● **LESETEXT**
>>>

Einwände der Arbeitnehmervertreter erfolgten mit im sozialpartnerschaftlich verwöhnten Österreich ungewohnter Heftigkeit: Damit werde der Zwölfstundentag, die 60-Stundenwoche Realität, der Ausbeutung werde Tür und Tor geöffnet. Gleichzeitig ertönte von Gewerkschaftsseite die Kampfansage, sich in Zukunft bei den Kollektivvertragsverhandlungen auch nicht länger bescheiden zurückhalten zu wollen. Wankt gar der soziale Frieden?
Anforderungen erfordern Flexibilität
„Die neue Regelung legalisiert nur, was in vielen Betrieben im guten Einvernehmen zwischen Arbeitgeber und Angestellten längst gelebte Praxis war“, kalmiert Sonja Marchhart, Leiterin des Referats für Sozialpolitik bei der Wirtschaftskammer Österreich in der Bundessparte Handel. „Aber auch aufseiten der Arbeitnehmer wächst das Bedürfnis nach einer gewissen Autonomie der Zeiteinteilung – man will etwas fertig machen oder muss eben eine Frist einhalten. Gleichzeitig werden Freizeit und Arbeit immer stärker miteinander verwoben. Die Gesetze sind schon viele Jahre alt und haben zuletzt den Bedürfnissen sowohl von Arbeitgebern als auch von Arbeitnehmern nicht mehr ausreichend Rechnung getragen. Es war notwendig, die gesetzliche Regelung der Praxis anzupassen.“
Worauf müssen Arbeitgeber achten, wenn sie die neuen Regelungen nutzen wollen? „Zunächst einmal wird der Unternehmer aus Kostenbewusstsein nicht ohne Not eine Überstunde anordnen“, ist sich Marchhart sicher. Allerdings könne leicht das gegenteilige Szenario eintreten, wenn Mitarbeiter gerne länger arbeiten würden – etwa um ein längeres Wochenende zu genießen –, der Arbeitgeber dies jedoch aufgrund der für ihn höheren Kosten ablehne. Dies muss der Mitarbeiter dann natürlich akzeptieren – ein Anrecht auf eine 4-Tage-Woche existiert nicht.

<<<

● **ÜBUNGSAUFGABE 1**
Gib den Abschnitt des Lesetexts über die neue Arbeitszeitregelung wortgetreu wieder, alles von „Einwände der Arbeitnehmervertreter“ bis hinunter zu „der soziale Frieden?“.

● **ANGEZEIGTE DATEN**
>>>

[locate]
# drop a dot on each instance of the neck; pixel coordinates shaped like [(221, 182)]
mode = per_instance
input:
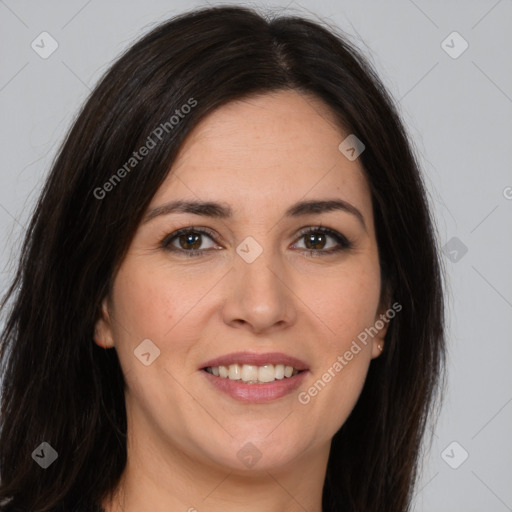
[(168, 479)]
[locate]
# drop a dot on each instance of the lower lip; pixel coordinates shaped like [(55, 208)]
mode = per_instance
[(256, 393)]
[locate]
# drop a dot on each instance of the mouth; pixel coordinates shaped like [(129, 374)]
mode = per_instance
[(252, 374), (256, 378)]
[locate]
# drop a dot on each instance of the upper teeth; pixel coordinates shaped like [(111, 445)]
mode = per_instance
[(251, 373)]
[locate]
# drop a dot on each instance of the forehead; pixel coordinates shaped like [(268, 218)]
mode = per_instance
[(264, 151)]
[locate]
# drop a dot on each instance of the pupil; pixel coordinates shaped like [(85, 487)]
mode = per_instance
[(189, 239), (311, 240)]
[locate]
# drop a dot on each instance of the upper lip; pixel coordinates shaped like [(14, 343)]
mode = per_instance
[(256, 359)]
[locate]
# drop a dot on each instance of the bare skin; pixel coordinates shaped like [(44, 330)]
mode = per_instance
[(259, 156)]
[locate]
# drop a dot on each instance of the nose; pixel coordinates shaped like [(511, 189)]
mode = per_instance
[(260, 297)]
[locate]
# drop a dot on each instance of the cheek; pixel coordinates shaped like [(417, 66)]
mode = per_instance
[(345, 303)]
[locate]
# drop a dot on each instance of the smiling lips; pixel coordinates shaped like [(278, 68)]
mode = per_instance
[(253, 377)]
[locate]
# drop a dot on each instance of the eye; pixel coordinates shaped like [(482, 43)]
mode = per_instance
[(317, 241), (188, 241)]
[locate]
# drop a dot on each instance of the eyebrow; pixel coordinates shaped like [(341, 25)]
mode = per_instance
[(224, 211)]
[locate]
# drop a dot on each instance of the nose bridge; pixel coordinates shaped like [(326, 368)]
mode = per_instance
[(258, 295)]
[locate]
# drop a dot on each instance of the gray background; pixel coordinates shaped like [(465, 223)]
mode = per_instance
[(459, 114)]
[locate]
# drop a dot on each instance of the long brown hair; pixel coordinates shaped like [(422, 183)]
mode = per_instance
[(61, 388)]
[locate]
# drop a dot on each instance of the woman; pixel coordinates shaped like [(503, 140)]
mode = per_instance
[(229, 294)]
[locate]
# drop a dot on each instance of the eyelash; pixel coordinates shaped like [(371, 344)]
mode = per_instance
[(343, 241)]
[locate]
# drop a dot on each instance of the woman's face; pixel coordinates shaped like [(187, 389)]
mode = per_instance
[(242, 284)]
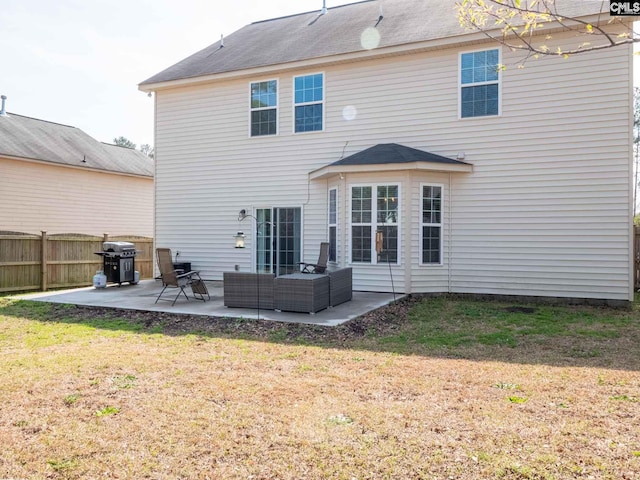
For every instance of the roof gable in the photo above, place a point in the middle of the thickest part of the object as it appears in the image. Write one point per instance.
(386, 153)
(311, 35)
(391, 157)
(30, 138)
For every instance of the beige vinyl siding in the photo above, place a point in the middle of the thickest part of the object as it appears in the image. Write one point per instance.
(58, 199)
(546, 210)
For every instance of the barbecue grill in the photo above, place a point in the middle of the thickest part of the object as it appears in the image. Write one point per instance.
(119, 260)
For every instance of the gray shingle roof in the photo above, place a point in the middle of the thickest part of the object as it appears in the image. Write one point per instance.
(310, 35)
(34, 139)
(386, 153)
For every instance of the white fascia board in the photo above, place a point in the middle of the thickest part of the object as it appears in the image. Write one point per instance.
(332, 170)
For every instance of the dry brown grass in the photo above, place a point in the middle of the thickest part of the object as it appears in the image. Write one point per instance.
(88, 398)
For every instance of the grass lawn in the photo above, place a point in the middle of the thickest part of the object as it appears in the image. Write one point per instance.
(452, 389)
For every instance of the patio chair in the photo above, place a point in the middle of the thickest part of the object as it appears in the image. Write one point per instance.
(321, 265)
(173, 279)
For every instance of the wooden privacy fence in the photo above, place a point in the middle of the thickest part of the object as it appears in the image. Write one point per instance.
(40, 262)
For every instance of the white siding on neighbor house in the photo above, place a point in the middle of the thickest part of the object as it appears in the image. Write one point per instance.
(58, 199)
(546, 210)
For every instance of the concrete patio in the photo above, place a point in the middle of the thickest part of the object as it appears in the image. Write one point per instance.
(143, 297)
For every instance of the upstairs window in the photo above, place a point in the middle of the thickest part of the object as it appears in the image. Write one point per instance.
(479, 83)
(309, 100)
(264, 108)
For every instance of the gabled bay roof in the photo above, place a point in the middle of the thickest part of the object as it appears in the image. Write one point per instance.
(32, 139)
(340, 31)
(388, 157)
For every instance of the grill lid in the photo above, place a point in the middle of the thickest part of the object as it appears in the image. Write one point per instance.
(118, 246)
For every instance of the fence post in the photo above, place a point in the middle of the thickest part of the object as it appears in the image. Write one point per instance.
(43, 259)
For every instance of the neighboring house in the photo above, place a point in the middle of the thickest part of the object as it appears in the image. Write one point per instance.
(385, 116)
(58, 179)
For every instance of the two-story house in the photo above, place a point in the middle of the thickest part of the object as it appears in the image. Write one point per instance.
(386, 129)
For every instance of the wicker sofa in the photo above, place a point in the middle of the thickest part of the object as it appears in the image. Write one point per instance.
(297, 292)
(249, 290)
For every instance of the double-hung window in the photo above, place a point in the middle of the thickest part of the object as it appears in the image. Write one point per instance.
(308, 102)
(431, 224)
(264, 108)
(374, 224)
(479, 83)
(333, 223)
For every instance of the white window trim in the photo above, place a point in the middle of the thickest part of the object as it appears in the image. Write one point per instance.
(374, 223)
(294, 104)
(277, 107)
(477, 84)
(441, 224)
(337, 222)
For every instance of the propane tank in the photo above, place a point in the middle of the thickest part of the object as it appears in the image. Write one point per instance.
(99, 279)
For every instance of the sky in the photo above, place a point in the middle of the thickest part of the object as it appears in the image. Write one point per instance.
(79, 62)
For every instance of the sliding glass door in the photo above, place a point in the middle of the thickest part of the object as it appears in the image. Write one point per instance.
(278, 234)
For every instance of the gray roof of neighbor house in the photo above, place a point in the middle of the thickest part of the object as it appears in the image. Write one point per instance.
(311, 35)
(30, 138)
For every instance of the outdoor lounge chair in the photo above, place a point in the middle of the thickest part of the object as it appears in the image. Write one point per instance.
(180, 280)
(321, 265)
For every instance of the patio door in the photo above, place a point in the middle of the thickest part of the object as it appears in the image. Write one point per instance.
(278, 234)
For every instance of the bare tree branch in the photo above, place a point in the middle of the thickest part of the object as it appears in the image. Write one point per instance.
(517, 23)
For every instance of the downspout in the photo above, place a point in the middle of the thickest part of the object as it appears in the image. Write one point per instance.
(449, 252)
(3, 112)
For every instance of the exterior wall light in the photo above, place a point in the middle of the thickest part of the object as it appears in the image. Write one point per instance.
(239, 239)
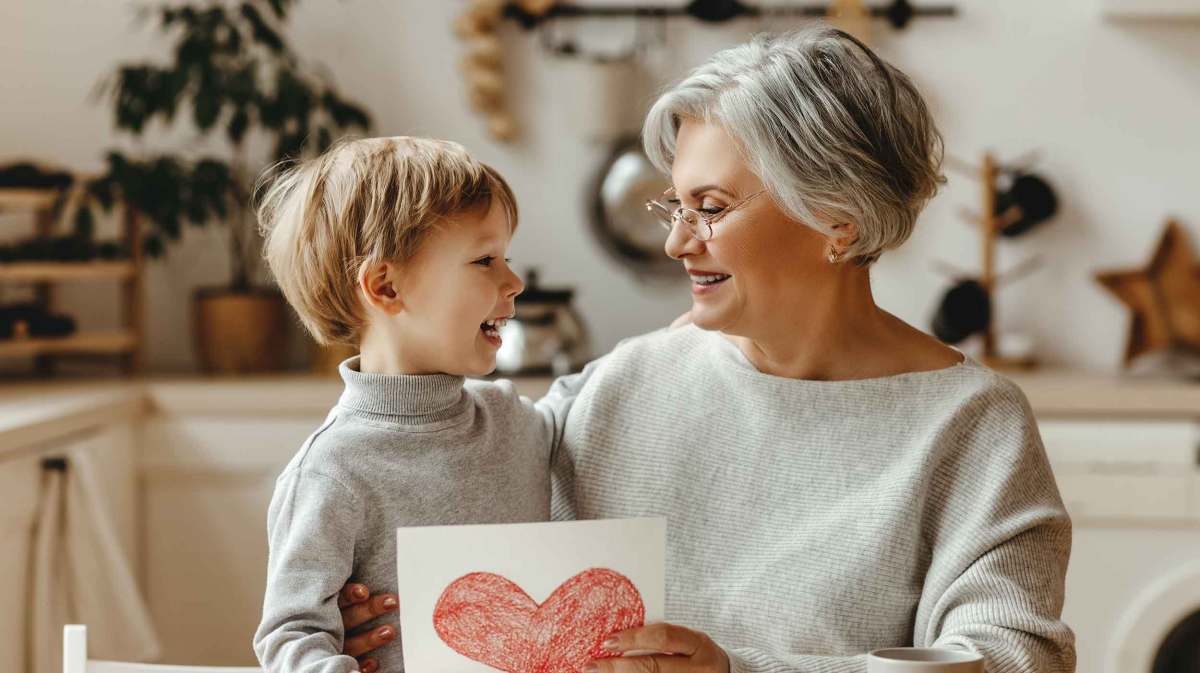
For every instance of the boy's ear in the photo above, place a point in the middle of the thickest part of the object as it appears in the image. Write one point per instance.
(381, 287)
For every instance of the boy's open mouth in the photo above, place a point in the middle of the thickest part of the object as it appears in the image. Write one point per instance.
(491, 329)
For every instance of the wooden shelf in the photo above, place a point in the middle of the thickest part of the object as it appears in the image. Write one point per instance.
(101, 343)
(27, 199)
(1151, 10)
(45, 271)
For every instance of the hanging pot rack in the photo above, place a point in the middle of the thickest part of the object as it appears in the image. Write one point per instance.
(898, 12)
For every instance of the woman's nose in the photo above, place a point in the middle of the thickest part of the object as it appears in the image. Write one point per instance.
(682, 244)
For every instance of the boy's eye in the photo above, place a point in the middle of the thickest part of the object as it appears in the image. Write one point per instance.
(487, 260)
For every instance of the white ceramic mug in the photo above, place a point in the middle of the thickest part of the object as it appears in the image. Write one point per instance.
(923, 660)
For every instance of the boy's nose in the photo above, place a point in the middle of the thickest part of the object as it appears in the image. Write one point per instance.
(514, 287)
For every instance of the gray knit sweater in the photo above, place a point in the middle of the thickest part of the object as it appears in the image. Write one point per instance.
(395, 451)
(810, 522)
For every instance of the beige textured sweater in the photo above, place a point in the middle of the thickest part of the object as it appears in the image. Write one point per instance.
(810, 522)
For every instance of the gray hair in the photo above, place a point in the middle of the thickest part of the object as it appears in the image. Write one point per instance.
(835, 133)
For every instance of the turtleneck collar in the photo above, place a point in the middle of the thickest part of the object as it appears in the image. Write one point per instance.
(417, 397)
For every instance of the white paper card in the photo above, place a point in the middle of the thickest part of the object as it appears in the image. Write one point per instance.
(525, 596)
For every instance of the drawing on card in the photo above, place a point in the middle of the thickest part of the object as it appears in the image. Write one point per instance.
(490, 619)
(525, 598)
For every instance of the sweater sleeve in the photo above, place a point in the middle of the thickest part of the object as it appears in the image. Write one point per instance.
(557, 404)
(312, 526)
(999, 540)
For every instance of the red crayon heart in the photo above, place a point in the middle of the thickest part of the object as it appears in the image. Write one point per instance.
(490, 619)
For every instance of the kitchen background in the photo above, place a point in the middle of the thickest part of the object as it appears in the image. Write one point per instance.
(1101, 98)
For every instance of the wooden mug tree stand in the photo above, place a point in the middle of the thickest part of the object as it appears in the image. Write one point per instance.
(990, 226)
(125, 342)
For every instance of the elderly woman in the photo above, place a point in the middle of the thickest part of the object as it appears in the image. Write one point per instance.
(834, 479)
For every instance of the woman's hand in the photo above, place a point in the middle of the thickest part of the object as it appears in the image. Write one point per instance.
(684, 652)
(358, 607)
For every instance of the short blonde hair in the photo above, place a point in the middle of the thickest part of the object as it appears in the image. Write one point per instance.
(363, 202)
(835, 133)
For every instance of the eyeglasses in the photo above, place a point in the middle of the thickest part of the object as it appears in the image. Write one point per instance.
(699, 224)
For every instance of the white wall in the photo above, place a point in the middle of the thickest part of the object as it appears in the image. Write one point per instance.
(1114, 108)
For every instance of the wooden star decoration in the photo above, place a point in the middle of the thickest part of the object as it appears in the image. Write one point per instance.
(1164, 296)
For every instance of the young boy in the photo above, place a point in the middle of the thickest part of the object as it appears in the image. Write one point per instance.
(396, 245)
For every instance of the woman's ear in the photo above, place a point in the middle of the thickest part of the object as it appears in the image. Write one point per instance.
(844, 235)
(379, 283)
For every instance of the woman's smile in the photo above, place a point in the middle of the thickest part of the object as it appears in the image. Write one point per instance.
(707, 282)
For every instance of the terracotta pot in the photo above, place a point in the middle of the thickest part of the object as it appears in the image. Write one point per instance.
(238, 332)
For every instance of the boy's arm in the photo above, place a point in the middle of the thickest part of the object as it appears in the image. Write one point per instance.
(312, 526)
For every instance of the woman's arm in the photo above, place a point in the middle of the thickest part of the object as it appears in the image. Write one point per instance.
(1000, 541)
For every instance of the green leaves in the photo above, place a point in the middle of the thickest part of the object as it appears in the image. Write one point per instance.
(232, 68)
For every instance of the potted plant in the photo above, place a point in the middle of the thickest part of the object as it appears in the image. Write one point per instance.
(233, 72)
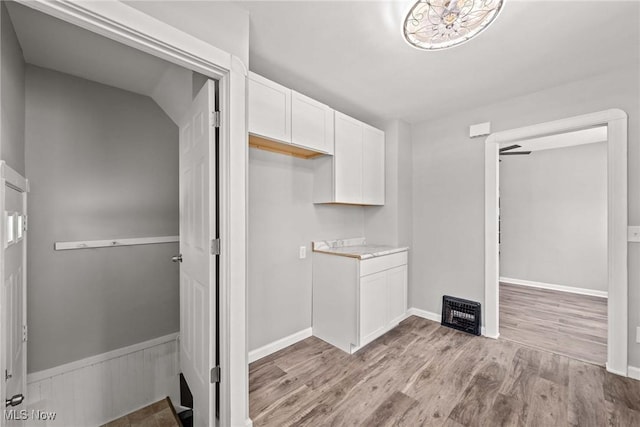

<<<

● **ÜBUNGSAUFGABE 2**
Schreib die Zeilen unter dem Lesetext erneut ab, alles vom Beginn dieser Zeilen bis hinunter zu der Zeile mit „[(264, 151)]“, und setze dabei „set a point“ anstelle von „drop a dot“, ohne sonst etwas zu ändern. Bitte lass die Bilder in der Antwort weg.

● **LÖSUNG 1**
Einwände der Arbeitnehmervertreter erfolgten mit im sozialpartnerschaftlich verwöhnten Österreich ungewohnter Heftigkeit: Damit werde der Zwölfstundentag, die 60-Stundenwoche Realität, der Ausbeutung werde Tür und Tor geöffnet. Gleichzeitig ertönte von Gewerkschaftsseite die Kampfansage, sich in Zukunft bei den Kollektivvertragsverhandlungen auch nicht länger bescheiden zurückhalten zu wollen. Wankt gar der soziale Frieden?

● **LÖSUNG 2**
[locate]
# set a point on each instance of the neck; pixel coordinates shaped like [(221, 182)]
mode = per_instance
input:
[(168, 479)]
[locate]
# set a point on each instance of the lower lip; pixel coordinates shaped like [(55, 208)]
mode = per_instance
[(256, 393)]
[locate]
# set a point on each instance of the mouth; pixel coordinates shaped like [(129, 374)]
mode = per_instance
[(252, 374), (256, 378)]
[locate]
# set a point on each instance of the upper teeth; pixel coordinates shaped like [(111, 445)]
mode = per_instance
[(251, 373)]
[locate]
# set a point on each instance of the forehead; pixel coordinates shaped like [(268, 218)]
mode = per_instance
[(264, 151)]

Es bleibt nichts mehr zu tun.